> [任务要求]: 请逐字引录 BasicModel 类说明文档中从“From 6a5cfbf5ecc4e0ec5b638aede31cce378b189570 Mon”至“changed, 136 insertions(+)”的这一段文字。

> [阅读材料]:
From 6a5cfbf5ecc4e0ec5b638aede31cce378b189570 Mon Sep 17 00:00:00 2001
From: Gao Enhao <gaoeh@lamda.nju.edu.cn>
Date: Thu, 30 Mar 2023 20:52:56 +0800
Subject: [PATCH] [DOC] add readme.md for models part

---
 abl/models/readme.md | 136 +++++++++++++++++++++++++++++++++++++++++++
 1 file changed, 136 insertions(+)
 create mode 100644 abl/models/readme.md

diff --git a/abl/models/readme.md b/abl/models/readme.md
new file mode 100644
index 0000000..76e7bbc
--- /dev/null
+++ b/abl/models/readme.md
@@ -0,0 +1,136 @@
+# `basic_model.py`
+
+可以使用`basic_model.py`中实现的`BasicModel`类将`pytorch`神经网络模型包装成`sklearn`模型的形式.
+
+## BasicModel 类提供的接口
+
+|  方法   | 功能  |
+|  ----  | ----  |
+| fit(X, y) | 训练神经网络 |
+| predict(X) | 预测 X 的类别 |
+| predict_proba(X) | 预测 X 的类别概率 |
+| score(X, y) | 计算模型在测试数据上的准确率 |
+| save() | 保存模型 |
+| load() | 加载模型 |
+
+
+## BasicModel 类的参数
+
+**model : torch.nn.Module** 
++ The PyTorch model to be trained or used for prediction.
+
+**batch_size : int**
++ The batch size used for training.
+
+**num_epochs : int**
++ The number of epochs used for training.

> [所给列表]:
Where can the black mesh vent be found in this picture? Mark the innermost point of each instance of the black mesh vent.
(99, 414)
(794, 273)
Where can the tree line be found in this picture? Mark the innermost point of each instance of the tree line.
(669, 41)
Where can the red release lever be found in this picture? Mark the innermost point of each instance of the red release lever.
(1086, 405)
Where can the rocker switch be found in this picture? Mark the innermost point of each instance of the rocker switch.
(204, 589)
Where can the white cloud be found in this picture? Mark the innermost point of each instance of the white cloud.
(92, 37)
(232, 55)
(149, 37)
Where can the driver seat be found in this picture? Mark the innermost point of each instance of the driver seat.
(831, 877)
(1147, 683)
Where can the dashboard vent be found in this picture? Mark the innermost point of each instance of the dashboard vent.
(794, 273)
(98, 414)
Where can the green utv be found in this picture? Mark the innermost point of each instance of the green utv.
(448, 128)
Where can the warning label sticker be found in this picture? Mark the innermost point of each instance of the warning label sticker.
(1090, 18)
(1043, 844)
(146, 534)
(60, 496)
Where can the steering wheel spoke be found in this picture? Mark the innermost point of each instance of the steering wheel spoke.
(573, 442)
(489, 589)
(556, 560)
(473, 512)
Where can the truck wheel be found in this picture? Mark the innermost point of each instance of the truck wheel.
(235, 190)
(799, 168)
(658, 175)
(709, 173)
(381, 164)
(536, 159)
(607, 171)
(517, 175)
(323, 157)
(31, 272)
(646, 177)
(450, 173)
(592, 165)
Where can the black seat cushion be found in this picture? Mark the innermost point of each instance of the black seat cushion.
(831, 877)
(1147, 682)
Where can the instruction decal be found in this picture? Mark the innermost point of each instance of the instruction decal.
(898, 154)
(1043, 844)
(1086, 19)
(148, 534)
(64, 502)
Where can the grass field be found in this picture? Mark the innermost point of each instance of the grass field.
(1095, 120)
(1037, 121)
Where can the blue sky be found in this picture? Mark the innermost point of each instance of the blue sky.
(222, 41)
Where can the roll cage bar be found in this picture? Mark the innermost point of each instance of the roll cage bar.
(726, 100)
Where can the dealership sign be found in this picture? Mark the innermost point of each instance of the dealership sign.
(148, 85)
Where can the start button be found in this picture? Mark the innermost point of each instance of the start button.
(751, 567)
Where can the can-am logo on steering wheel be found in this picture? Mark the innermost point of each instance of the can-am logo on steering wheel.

> [答复]:
From 6a5cfbf5ecc4e0ec5b638aede31cce378b189570 Mon Sep 17 00:00:00 2001
From: Gao Enhao <gaoeh@lamda.nju.edu.cn>
Date: Thu, 30 Mar 2023 20:52:56 +0800
Subject: [PATCH] [DOC] add readme.md for models part

---
 abl/models/readme.md | 136 +++++++++++++++++++++++++++++++++++++++++++
 1 file changed, 136 insertions(+)